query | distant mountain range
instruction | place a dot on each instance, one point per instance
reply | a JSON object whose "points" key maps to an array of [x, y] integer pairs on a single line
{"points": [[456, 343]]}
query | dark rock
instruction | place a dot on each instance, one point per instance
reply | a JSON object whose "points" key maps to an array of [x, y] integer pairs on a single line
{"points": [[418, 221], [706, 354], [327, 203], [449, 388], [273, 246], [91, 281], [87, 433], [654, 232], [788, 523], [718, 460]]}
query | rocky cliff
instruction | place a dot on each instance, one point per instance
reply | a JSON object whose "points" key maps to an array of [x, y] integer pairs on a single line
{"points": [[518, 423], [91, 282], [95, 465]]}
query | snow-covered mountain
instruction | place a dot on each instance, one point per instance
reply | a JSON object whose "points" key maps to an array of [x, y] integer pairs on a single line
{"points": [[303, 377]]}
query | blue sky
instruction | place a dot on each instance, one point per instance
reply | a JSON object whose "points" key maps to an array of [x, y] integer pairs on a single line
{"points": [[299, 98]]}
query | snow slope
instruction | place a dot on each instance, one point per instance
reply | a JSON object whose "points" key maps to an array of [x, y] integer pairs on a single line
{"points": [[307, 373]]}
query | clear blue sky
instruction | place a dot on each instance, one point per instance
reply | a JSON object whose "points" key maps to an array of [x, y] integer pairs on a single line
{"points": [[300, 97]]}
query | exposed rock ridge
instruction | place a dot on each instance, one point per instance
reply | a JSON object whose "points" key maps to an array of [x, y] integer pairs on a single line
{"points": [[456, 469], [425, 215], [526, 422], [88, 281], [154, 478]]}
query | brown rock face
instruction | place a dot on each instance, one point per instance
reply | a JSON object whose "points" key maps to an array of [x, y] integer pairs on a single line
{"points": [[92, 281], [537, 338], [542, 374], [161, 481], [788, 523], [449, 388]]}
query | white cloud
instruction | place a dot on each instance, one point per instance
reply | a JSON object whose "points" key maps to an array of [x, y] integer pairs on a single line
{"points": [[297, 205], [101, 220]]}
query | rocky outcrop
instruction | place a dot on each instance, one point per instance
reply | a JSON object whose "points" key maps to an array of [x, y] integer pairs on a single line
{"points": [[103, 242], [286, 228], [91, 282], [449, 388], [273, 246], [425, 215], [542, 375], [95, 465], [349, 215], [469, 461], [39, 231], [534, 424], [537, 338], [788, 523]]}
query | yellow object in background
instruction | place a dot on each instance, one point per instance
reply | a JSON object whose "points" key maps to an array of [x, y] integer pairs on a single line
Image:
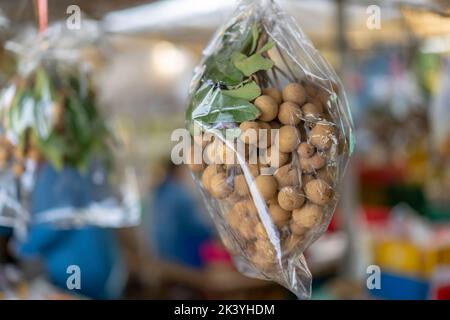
{"points": [[398, 256], [405, 257]]}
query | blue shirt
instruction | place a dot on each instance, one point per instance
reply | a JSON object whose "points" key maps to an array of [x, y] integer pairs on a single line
{"points": [[95, 251]]}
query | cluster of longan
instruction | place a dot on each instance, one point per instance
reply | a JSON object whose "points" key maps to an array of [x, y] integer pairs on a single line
{"points": [[302, 183]]}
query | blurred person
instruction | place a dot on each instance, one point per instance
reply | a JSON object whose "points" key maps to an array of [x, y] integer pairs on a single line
{"points": [[96, 251], [177, 228]]}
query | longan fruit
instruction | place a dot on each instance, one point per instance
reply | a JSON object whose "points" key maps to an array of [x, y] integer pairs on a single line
{"points": [[307, 178], [311, 165], [264, 135], [251, 208], [274, 93], [318, 191], [290, 113], [264, 247], [254, 169], [290, 198], [311, 111], [293, 241], [249, 132], [210, 171], [275, 125], [279, 216], [294, 92], [274, 200], [315, 101], [286, 176], [241, 186], [191, 161], [305, 150], [297, 229], [309, 216], [311, 89], [267, 186], [219, 186], [321, 136], [289, 139], [236, 214], [326, 175], [268, 107], [275, 158]]}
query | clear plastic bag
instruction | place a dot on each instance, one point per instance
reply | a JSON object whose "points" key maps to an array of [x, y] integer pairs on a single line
{"points": [[272, 135], [61, 162]]}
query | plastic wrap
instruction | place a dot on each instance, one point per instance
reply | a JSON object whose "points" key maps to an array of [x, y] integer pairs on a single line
{"points": [[61, 162], [272, 135]]}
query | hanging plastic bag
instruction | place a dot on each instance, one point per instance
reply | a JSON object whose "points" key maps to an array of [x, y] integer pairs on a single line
{"points": [[272, 136], [68, 163]]}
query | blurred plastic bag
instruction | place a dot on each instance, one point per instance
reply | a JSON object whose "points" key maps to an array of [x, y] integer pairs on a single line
{"points": [[66, 160], [273, 135]]}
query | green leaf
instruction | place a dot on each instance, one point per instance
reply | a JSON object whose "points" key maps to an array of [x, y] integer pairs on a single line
{"points": [[225, 109], [220, 69], [255, 38], [253, 64], [249, 92], [269, 45]]}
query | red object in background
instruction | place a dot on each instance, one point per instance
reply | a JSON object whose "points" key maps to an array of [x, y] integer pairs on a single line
{"points": [[376, 215]]}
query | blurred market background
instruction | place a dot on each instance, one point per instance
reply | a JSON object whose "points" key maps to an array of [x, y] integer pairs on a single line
{"points": [[395, 206]]}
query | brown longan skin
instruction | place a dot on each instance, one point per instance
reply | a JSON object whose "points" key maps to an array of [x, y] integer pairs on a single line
{"points": [[219, 186], [271, 157], [264, 135], [311, 111], [280, 217], [294, 92], [309, 216], [290, 198], [297, 229], [305, 150], [195, 167], [267, 186], [289, 139], [318, 192], [268, 107], [290, 113], [311, 165], [321, 136], [286, 176], [249, 132], [274, 93], [210, 171], [307, 178]]}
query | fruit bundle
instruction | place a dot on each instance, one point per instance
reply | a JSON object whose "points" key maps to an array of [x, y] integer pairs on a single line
{"points": [[274, 131], [56, 138]]}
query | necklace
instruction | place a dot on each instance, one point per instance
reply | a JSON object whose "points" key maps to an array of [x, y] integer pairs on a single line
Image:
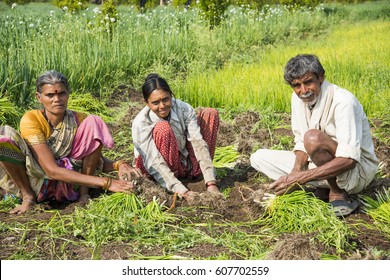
{"points": [[48, 121]]}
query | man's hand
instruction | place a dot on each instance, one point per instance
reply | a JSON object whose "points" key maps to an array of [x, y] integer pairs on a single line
{"points": [[26, 205]]}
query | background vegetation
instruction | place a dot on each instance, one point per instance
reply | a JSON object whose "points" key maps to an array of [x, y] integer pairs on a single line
{"points": [[232, 59], [236, 64]]}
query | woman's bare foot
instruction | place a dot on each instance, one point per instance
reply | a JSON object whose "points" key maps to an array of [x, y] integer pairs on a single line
{"points": [[213, 189]]}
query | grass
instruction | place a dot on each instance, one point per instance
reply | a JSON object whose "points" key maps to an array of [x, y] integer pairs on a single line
{"points": [[355, 57], [230, 67]]}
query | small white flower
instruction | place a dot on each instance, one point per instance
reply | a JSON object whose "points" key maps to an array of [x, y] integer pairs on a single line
{"points": [[97, 11]]}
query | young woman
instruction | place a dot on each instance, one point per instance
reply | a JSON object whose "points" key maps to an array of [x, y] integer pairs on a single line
{"points": [[171, 142], [57, 151]]}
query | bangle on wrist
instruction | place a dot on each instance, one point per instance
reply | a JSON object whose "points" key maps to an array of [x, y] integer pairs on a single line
{"points": [[118, 163], [212, 183], [107, 183]]}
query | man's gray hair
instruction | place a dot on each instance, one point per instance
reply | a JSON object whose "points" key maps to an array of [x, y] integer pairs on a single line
{"points": [[52, 77], [301, 64]]}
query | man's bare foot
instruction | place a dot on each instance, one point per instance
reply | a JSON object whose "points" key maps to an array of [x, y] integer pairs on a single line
{"points": [[26, 205], [333, 196]]}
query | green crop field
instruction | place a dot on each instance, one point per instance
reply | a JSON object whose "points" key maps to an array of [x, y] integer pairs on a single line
{"points": [[236, 67]]}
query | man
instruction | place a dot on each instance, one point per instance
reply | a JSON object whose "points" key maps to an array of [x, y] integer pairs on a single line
{"points": [[333, 145]]}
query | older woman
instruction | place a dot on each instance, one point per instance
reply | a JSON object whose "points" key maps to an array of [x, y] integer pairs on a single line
{"points": [[57, 151], [171, 142]]}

☆ ☆ ☆ ☆ ☆ ☆ ☆

-- What to produce --
Please report all lines in the entries where "bare" appears.

-- Task answer --
query | woman's bare foot
query | man's bare foot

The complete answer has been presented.